(Passage shown)
** START **

# Your go to garden varieties?



## Woody (Nov 11, 2008)

Folks always seem to ask what to grow so I thought I’d start a thread with what the gardeners here have. My main garden is 30’ x 40’. I don’t fill it all up I have 12’ rows on each side with a big pathway down the middle. Rows are 2’ to 6’ apart, depending on what is being grown and how busy they are. I have a few guerilla areas around the yard and also plant some veggies in the herb garden. The corn and squashes are around the perimeter of the yard with a rotation of each from one spot to another each year.

These are my choice for varieties. I do try new things every year but always seem to come back to these, I like the flavor and they just do well for me in my area.

Radish: Cherry Belle
Carrot: Danvers half long
Spinach: Boomsdale Longstanding
Lettuce: Butter crunch, Black Seeded Simpson and a romaine I don’t remember what its name is
Peas: Wando (bush) and Tall Telephone (Pole)
Lima (butter beans): King of the Garden and Christmas, both pole types
Green Beans: Kentucky Wonder, pole
Dry beans: Rattlesnake, Jacobs Cattle and a Red kidney of unknown name
Summer Squash: Unknown Yellow, looks like Early Prolific and Black Beauty (green)
Winter squash: Blue Hubbard and Table Queen Acorn, trying Baby Blue Hubbard this year!

** END **

(Data)

** START **

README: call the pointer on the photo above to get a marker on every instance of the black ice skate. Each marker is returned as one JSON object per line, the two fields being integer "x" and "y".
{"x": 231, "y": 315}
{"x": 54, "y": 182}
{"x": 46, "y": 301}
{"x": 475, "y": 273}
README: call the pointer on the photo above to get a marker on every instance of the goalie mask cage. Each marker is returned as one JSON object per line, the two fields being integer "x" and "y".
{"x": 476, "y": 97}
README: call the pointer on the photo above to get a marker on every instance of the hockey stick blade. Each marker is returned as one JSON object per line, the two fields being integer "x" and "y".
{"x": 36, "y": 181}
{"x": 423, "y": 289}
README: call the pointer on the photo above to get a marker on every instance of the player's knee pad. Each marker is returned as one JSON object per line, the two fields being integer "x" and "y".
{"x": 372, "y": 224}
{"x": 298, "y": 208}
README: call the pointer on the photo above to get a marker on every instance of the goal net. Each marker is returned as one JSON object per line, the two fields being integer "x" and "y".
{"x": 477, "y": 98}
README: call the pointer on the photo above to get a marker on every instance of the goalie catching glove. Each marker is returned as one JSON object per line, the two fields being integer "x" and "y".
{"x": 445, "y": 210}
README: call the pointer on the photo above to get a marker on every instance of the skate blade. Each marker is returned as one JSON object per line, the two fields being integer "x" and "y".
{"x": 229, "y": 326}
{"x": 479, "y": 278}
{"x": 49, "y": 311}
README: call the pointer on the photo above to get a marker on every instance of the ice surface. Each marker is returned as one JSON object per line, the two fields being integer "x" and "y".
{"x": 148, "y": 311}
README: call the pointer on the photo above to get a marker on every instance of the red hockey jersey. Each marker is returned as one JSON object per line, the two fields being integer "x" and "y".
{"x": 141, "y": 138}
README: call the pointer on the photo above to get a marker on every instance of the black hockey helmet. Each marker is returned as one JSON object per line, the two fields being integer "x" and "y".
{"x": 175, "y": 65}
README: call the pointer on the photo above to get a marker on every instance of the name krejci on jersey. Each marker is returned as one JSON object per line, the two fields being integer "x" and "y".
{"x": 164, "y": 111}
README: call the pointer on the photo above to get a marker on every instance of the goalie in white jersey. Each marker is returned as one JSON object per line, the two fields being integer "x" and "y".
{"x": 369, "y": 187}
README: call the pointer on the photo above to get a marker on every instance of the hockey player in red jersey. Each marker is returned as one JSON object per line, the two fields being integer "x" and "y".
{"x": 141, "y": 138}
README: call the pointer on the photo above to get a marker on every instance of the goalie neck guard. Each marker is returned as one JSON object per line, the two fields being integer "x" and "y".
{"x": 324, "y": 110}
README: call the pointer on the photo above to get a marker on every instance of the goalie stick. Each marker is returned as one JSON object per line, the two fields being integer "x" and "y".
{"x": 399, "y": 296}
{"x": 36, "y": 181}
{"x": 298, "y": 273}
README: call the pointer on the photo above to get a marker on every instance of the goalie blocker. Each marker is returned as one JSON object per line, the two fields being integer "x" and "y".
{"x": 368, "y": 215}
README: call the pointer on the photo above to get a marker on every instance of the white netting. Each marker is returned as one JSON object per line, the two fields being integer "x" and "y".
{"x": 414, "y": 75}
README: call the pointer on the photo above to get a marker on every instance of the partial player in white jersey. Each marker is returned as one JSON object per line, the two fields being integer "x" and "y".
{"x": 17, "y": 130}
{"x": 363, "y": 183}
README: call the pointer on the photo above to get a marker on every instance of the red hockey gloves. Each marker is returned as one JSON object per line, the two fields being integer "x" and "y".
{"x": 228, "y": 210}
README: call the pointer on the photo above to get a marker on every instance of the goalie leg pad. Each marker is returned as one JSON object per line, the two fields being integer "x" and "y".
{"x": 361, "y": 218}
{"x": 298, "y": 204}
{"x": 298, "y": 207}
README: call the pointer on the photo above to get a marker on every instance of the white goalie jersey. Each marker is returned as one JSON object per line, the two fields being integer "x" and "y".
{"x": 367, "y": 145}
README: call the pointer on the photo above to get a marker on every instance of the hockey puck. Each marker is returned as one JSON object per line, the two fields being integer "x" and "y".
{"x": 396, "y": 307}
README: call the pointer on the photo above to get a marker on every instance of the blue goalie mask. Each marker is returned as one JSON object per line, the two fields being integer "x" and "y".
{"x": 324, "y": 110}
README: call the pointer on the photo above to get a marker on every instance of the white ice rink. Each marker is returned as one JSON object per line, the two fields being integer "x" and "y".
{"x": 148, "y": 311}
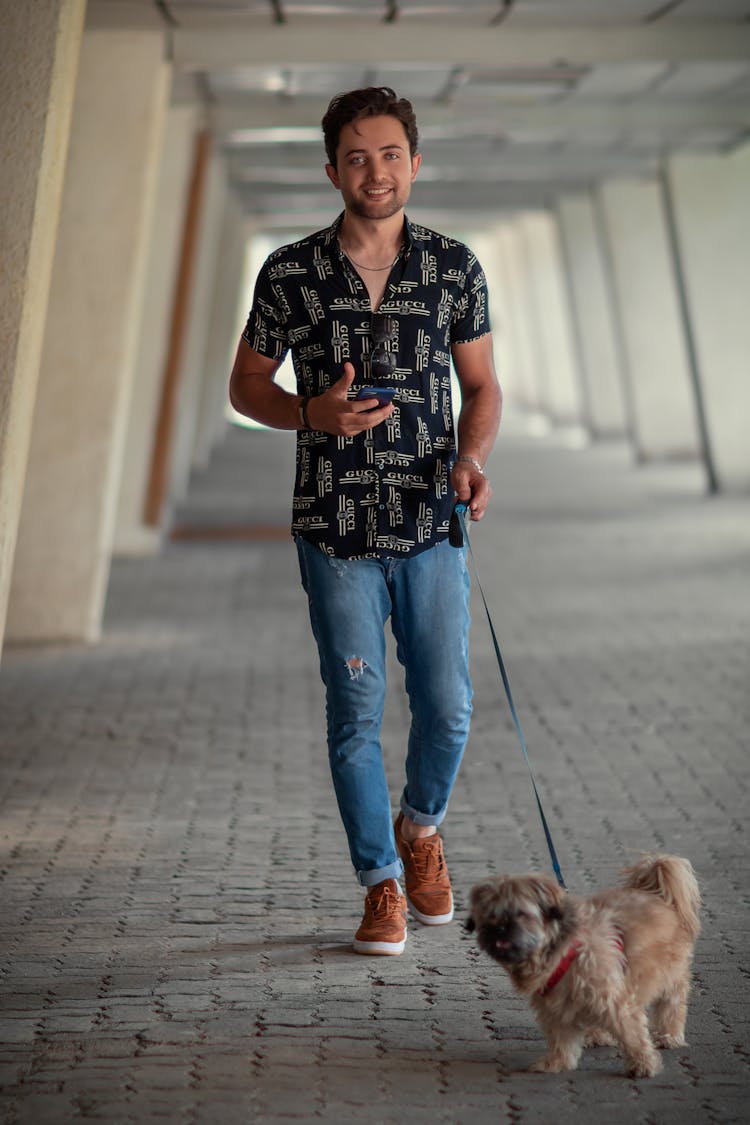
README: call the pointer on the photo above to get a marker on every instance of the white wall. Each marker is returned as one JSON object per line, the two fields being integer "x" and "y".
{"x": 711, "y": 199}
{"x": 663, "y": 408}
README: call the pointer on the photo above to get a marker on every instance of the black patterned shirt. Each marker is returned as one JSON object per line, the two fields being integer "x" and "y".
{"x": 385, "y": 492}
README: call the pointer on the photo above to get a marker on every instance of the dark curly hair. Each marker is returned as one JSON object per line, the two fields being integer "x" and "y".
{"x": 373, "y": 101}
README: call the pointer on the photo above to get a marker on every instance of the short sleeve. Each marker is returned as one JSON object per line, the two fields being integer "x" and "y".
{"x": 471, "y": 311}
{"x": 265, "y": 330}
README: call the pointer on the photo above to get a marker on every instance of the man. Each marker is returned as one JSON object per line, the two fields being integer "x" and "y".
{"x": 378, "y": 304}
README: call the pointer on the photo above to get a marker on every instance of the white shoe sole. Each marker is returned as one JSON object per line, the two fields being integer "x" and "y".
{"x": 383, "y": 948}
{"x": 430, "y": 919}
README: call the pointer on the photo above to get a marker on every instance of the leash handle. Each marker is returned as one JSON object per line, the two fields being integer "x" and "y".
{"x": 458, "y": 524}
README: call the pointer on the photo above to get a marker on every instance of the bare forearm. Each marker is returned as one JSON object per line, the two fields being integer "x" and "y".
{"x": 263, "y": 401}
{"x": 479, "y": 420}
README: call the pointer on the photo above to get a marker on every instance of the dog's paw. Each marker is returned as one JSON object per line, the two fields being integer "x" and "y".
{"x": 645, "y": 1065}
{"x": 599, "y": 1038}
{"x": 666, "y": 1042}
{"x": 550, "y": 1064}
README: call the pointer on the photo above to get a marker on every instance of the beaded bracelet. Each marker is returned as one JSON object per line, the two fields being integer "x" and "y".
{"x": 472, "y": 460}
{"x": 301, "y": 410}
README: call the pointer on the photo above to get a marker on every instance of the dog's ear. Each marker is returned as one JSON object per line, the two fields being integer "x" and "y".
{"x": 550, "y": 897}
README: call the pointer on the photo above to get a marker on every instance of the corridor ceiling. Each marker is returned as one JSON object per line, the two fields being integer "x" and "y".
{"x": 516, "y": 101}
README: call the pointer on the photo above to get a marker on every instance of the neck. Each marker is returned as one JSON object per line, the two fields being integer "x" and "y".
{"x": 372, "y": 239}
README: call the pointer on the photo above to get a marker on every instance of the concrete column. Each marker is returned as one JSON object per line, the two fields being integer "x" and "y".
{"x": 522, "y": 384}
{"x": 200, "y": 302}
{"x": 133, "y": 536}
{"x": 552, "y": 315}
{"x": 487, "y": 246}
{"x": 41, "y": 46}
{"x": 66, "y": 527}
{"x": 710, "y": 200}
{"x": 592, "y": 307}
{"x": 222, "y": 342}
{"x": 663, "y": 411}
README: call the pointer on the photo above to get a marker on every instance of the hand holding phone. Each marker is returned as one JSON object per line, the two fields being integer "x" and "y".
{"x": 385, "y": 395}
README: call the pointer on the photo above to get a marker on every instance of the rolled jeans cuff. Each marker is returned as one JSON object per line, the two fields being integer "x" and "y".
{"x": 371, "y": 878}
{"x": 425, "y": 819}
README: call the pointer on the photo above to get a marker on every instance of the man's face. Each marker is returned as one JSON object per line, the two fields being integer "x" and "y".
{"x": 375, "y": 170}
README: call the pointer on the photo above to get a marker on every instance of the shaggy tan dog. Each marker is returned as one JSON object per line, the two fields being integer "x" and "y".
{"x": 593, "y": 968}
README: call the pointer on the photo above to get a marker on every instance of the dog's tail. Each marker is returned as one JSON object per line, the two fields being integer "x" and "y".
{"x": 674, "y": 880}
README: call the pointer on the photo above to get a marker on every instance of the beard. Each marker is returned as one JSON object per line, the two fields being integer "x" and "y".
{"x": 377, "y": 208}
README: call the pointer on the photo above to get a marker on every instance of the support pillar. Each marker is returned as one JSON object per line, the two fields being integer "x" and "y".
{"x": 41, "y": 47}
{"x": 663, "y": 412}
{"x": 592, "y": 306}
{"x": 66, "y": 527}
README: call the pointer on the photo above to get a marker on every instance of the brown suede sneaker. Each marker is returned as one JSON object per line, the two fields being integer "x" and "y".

** END **

(Task list)
1. According to the forum post on go-to garden varieties, what are the dimensions of the main garden?
2. Continue the forum post on go-to garden varieties from the point where it stops.

(Responses)
1. 30 feet by 40 feet.

2.
Tomatoes: Brandywine, German Johnson Pink, Amish Paste and love the hybrid cherry: Jelly Bean
Cucumber: Straight Eight
Corn: Country Gentleman and an unknown ‘butter & sugar’ type	
Sweet Pepper: California Wonder
Hot Pepper: Orange Scotch Bonnet. I think in another post I said habanera, I was incorrect!

I think that is about it.
This year we are trying Amana Orange tomato, Isis Candy Tomato, Vintage Wine tomato, Aunt Molly’s Ground Cherry, Bhut Jolokia hot pepper, and Baby Blue Hubbard squash.

For trellises I use metal fence posts with jute twine between them. I have some tomato cages, the round ones, but always seem to need large stakes to tie them to also.

For peas and beans I plant half a row (6’) every two weeks. This gives me a longer fresh harvest. If I was putting things up I would plant a full row at once so I had more with each harvest. Beans and peas I plant a double row. Plant one row 6” apart them move over 3” or 4” and plant another row parallel to it so all seeds are 6” apart. Seeds are spaced like a triangle. I tried using 3 rows but the plants were pretty crowded, I stick to double rows now.

Carrots, lettuce, spinach and radishes I have a long wide row, 16” wide and plant 8” to 24” sections. I’ll plant 8” of radishes, 8” of carrots, 24” of spinach… And repeat every two weeks. Again, this stretches out my harvest, they are smaller but I can get fresh for many plantings. I plant these areas using the square foot method. If they are supposed to be 3” apart I plant one row 3: apart. Then I move over a few inches and plant another row, so the seeds are in kind of a triangle or checkerboard shape, all 3” apart. Repeat until the designated space is full.

I always plant a few partial rows really early. If all goes well I can have a small early harvest. If the seeds rot or freeze I am only out a few seeds.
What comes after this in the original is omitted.